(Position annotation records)

****************************************

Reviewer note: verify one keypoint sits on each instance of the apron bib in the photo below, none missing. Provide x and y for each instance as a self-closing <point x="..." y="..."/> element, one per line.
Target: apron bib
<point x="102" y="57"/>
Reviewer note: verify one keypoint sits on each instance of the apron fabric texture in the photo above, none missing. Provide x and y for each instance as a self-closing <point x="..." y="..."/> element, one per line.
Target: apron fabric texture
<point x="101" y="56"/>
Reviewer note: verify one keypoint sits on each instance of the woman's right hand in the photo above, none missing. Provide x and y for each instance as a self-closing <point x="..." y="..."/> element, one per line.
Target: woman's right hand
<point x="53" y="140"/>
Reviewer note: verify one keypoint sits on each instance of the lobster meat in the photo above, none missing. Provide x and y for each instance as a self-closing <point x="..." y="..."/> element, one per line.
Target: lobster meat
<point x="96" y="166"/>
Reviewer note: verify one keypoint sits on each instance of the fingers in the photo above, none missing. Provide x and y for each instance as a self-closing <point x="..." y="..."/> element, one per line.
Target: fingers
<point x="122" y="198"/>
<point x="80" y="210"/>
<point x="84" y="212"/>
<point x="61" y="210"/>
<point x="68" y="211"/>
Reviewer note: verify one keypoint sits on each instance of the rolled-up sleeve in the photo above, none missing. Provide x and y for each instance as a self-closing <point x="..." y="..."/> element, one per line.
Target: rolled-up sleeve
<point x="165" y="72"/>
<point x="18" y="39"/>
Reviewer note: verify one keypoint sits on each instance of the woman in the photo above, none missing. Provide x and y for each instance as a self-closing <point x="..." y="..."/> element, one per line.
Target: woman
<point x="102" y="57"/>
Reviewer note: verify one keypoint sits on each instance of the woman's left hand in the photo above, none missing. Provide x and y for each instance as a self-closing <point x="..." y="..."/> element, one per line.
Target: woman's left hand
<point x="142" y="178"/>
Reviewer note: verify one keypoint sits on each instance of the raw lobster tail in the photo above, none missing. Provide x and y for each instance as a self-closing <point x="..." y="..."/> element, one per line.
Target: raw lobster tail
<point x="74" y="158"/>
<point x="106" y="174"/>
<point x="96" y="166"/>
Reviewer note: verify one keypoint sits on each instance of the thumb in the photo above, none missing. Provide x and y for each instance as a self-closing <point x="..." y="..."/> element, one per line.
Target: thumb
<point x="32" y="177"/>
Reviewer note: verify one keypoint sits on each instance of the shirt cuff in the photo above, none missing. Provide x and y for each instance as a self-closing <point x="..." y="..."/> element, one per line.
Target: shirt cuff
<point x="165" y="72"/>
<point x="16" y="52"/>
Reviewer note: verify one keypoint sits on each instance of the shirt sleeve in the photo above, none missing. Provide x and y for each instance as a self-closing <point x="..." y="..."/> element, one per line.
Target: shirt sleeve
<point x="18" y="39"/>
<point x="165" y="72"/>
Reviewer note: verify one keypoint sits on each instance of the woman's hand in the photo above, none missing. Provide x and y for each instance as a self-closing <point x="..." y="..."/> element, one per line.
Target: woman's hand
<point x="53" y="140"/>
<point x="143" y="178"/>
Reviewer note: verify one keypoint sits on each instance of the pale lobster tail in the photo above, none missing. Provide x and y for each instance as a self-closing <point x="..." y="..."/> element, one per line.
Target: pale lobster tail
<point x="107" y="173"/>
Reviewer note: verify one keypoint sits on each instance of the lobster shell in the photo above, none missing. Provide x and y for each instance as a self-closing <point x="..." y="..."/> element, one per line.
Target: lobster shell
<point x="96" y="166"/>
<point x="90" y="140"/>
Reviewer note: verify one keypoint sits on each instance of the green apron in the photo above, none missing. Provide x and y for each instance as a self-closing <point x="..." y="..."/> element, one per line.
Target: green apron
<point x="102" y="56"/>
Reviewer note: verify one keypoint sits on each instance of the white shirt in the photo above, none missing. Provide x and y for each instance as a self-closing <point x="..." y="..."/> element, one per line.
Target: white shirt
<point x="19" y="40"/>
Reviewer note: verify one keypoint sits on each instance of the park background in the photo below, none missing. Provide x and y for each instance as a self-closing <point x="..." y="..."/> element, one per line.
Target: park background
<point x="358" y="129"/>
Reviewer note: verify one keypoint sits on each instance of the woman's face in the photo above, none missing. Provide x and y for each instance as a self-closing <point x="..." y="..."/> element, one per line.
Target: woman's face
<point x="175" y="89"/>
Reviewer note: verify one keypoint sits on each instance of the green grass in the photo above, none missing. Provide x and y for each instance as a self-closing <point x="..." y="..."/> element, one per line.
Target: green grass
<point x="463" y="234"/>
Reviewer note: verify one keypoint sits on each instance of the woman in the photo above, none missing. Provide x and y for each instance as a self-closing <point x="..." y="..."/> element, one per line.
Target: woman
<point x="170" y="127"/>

****************************************

Written problem
Reproduce the data above line for line, without changing a single character.

Output for this task
Reviewer note: verify one keypoint sits on each instance of the apron bib in the photo below, none missing. Provide x and y for each instance as a self-closing <point x="..." y="..."/> element, one per line.
Target: apron bib
<point x="102" y="57"/>
Reviewer note: verify one keypoint sits on each instance of the apron fabric texture in the photo above, none missing. Provide x and y for each instance as a self-closing <point x="..." y="..."/> element, one per line.
Target: apron fabric texture
<point x="101" y="56"/>
Reviewer note: verify one keypoint sits on each instance of the woman's right hand in the photo above, none missing. Provide x and y for each instance as a self-closing <point x="..." y="..."/> element, one per line.
Target: woman's right hand
<point x="53" y="140"/>
Reviewer note: verify one keypoint sits on each instance of the lobster meat in the photo above, none missing. Provide x and y for each instance as a self-closing <point x="..." y="..."/> element, one per line.
Target: lobster meat
<point x="96" y="166"/>
Reviewer note: verify one keypoint sits on each instance of the fingers in the photo above, none missing. Provide x and y for each instance as a self-closing <point x="..." y="..."/> element, one per line.
Target: fingers
<point x="122" y="198"/>
<point x="80" y="210"/>
<point x="84" y="212"/>
<point x="61" y="210"/>
<point x="68" y="211"/>
Reviewer note: verify one keypoint sits on each instance of the rolled-up sleeve in the photo above, none missing. Provide x and y for each instance as a self-closing <point x="..." y="..."/> element, one per line.
Target: rolled-up sleeve
<point x="165" y="72"/>
<point x="18" y="39"/>
Reviewer note: verify one keypoint sits on each instance of the woman in the photo above, none missing. Provide x and y for each instance as a self-closing <point x="..." y="..."/> element, one per line.
Target: woman
<point x="102" y="57"/>
Reviewer note: verify one keypoint sits on each instance of the woman's left hand in the photo above, none missing. Provide x and y for each instance as a self-closing <point x="..." y="..."/> element, one per line.
Target: woman's left hand
<point x="142" y="178"/>
Reviewer note: verify one keypoint sits on each instance of the raw lobster tail in the photo above, none missing. Provide x and y for each instance as a self-closing <point x="..." y="..."/> element, one per line.
Target: raw lobster tail
<point x="74" y="158"/>
<point x="106" y="174"/>
<point x="96" y="166"/>
Reviewer note: verify one keypoint sits on each instance of the thumb in the photo above, none missing. Provide x and y for each instance as a self-closing <point x="..." y="..."/> element, one per line.
Target: thumb
<point x="32" y="177"/>
Reviewer note: verify one keypoint sits on each instance of the shirt cuff in the photo above, none missing. Provide x and y for each instance as a self-closing <point x="..." y="..."/> element, one per line.
Target: shirt cuff
<point x="165" y="72"/>
<point x="16" y="52"/>
Reviewer note: verify one keypoint sits on each instance of the shirt sleeve in the photo above, none missing. Provide x and y for each instance as a self-closing <point x="..." y="..."/> element, one per line.
Target: shirt sleeve
<point x="18" y="39"/>
<point x="165" y="72"/>
Reviewer note: verify one keypoint sits on each instance of the woman's hand in the photo above, none missing. Provide x and y for each instance as a self-closing <point x="..." y="..."/> element, one per line.
Target: woman's hand
<point x="53" y="140"/>
<point x="143" y="178"/>
Reviewer note: verify one keypoint sits on each instance of the pale lobster tail in the photo above, none missing. Provide x and y for each instance as a self-closing <point x="..." y="..."/> element, one per line.
Target: pale lobster tail
<point x="107" y="173"/>
Reviewer note: verify one keypoint sits on each instance of the lobster shell in the photo above, none missing. Provide x and y for each instance as a self-closing <point x="..." y="..."/> element, one per line.
Target: lobster shell
<point x="96" y="166"/>
<point x="90" y="140"/>
Reviewer note: verify one keypoint sits on each instance of the green apron in the photo above, none missing. Provide x and y for each instance as a self-closing <point x="..." y="..."/> element, one per line.
Target: green apron
<point x="102" y="56"/>
Reviewer note: verify one keypoint sits on each instance of the white shirt in the photo above, none missing. Provide x and y for each instance as a self-closing <point x="..." y="..."/> element, one per line.
Target: white shirt
<point x="19" y="40"/>
Reviewer note: verify one keypoint sits on each instance of the park background in the photo below, none missing. Provide x and y for each instance as a self-closing <point x="..." y="..."/> element, one per line.
Target: park background
<point x="358" y="129"/>
Reviewer note: verify one keypoint sits on each instance of the woman's face in the photo above, none missing. Provide x and y for each instance as a self-closing <point x="..." y="..."/> element, one per line.
Target: woman's face
<point x="175" y="89"/>
Reviewer note: verify one keypoint sits on each instance of the green grass in the photo above, none missing. Provide x and y for each instance as a self-closing <point x="..." y="..."/> element, one per line.
Target: green grass
<point x="463" y="234"/>
Reviewer note: verify one keypoint sits on each instance of the woman in the photo above, none missing. Provide x and y for each instance as a self-closing <point x="..." y="..."/> element, one per line.
Target: woman
<point x="170" y="127"/>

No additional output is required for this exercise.